Which lines in the records below contain the word "green"? Copy out every one of them.

(Point annotation records)
━━━━━━
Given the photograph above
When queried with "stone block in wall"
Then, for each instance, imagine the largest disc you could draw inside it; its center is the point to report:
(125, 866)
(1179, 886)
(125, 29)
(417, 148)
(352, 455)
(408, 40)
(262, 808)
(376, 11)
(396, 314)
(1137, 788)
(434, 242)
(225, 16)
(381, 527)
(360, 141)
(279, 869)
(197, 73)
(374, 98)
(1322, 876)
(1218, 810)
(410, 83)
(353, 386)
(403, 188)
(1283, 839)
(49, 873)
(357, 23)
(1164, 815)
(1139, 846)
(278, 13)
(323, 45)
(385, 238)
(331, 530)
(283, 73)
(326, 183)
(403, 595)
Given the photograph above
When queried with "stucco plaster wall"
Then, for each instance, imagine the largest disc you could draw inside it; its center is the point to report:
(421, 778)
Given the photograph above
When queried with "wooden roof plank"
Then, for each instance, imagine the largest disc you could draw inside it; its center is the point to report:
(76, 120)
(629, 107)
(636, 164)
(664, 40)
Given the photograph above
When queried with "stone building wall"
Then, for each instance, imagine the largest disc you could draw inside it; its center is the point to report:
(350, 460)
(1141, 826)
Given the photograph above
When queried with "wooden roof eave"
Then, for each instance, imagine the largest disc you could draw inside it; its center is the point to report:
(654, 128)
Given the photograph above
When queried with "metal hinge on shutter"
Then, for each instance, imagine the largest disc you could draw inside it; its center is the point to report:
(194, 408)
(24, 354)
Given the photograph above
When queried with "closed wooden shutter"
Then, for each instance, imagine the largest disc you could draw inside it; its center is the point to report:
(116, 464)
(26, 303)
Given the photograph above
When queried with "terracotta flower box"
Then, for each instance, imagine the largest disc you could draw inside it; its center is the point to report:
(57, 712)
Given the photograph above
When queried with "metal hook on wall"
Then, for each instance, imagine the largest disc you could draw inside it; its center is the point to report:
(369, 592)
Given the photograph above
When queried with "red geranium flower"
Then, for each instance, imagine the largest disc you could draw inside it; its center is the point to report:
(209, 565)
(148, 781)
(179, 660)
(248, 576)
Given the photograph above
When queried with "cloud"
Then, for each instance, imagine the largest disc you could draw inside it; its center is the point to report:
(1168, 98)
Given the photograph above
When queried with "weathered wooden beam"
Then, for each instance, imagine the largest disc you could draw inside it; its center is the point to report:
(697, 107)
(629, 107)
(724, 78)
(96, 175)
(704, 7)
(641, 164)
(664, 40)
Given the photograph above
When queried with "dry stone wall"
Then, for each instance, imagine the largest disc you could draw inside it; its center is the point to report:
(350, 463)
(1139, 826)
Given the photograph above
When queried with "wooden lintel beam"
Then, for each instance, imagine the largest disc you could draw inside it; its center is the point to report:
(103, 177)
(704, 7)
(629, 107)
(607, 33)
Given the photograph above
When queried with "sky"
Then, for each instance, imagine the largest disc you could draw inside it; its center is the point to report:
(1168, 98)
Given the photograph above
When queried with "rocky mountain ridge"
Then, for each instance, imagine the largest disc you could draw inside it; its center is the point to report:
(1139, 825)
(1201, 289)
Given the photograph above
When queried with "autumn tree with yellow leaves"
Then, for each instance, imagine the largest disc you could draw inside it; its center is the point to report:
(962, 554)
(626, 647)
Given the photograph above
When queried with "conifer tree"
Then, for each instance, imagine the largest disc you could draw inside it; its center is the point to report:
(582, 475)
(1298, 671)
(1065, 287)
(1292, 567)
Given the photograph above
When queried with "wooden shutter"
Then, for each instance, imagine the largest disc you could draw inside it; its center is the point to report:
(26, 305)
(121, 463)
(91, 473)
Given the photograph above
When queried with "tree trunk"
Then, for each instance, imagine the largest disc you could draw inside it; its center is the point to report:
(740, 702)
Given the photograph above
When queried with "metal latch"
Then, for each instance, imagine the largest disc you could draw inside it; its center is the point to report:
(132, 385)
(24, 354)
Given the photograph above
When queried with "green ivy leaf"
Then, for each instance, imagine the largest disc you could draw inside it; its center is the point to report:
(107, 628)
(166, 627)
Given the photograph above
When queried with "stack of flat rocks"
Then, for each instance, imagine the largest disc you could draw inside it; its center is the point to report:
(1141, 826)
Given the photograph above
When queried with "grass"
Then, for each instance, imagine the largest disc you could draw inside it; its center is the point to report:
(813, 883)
━━━━━━
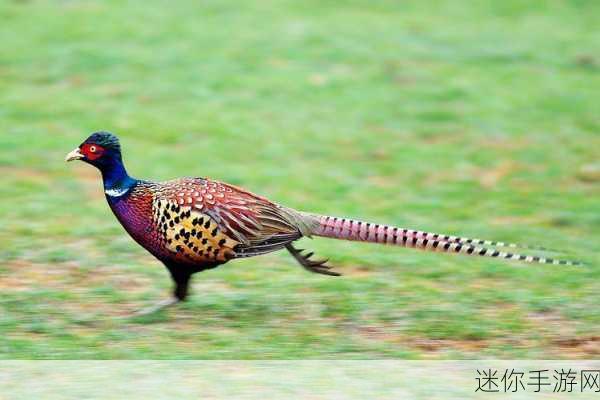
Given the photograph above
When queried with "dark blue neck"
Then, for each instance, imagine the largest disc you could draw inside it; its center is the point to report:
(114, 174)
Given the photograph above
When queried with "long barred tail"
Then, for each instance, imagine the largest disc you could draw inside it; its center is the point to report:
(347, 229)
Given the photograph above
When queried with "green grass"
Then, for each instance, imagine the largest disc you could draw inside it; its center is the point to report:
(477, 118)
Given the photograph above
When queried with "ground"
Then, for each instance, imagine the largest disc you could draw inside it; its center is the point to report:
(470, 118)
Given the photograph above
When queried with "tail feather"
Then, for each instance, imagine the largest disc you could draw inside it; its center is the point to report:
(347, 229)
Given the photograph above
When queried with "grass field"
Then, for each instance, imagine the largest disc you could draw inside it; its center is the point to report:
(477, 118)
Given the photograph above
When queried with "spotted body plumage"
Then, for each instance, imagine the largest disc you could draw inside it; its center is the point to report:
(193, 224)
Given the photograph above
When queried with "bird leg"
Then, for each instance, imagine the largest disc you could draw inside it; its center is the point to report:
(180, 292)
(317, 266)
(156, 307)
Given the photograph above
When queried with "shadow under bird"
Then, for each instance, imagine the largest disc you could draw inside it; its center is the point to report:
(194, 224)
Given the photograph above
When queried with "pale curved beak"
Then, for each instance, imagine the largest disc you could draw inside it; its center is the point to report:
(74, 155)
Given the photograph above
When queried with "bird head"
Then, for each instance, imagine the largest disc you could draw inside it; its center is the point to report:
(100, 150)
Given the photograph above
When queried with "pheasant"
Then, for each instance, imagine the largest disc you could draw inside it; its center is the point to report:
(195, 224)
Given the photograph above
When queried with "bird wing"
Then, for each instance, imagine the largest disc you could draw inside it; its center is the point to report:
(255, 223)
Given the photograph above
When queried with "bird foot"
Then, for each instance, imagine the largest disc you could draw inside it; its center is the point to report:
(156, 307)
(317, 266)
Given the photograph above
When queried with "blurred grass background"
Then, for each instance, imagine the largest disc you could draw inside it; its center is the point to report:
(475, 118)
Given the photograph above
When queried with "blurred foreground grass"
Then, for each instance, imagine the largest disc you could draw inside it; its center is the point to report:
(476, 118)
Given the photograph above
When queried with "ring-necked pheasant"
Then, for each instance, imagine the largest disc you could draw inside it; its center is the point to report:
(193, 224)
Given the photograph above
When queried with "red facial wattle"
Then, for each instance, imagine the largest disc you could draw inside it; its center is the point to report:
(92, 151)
━━━━━━
- Result:
When queried with "green ivy leaf"
When queried with "green grass"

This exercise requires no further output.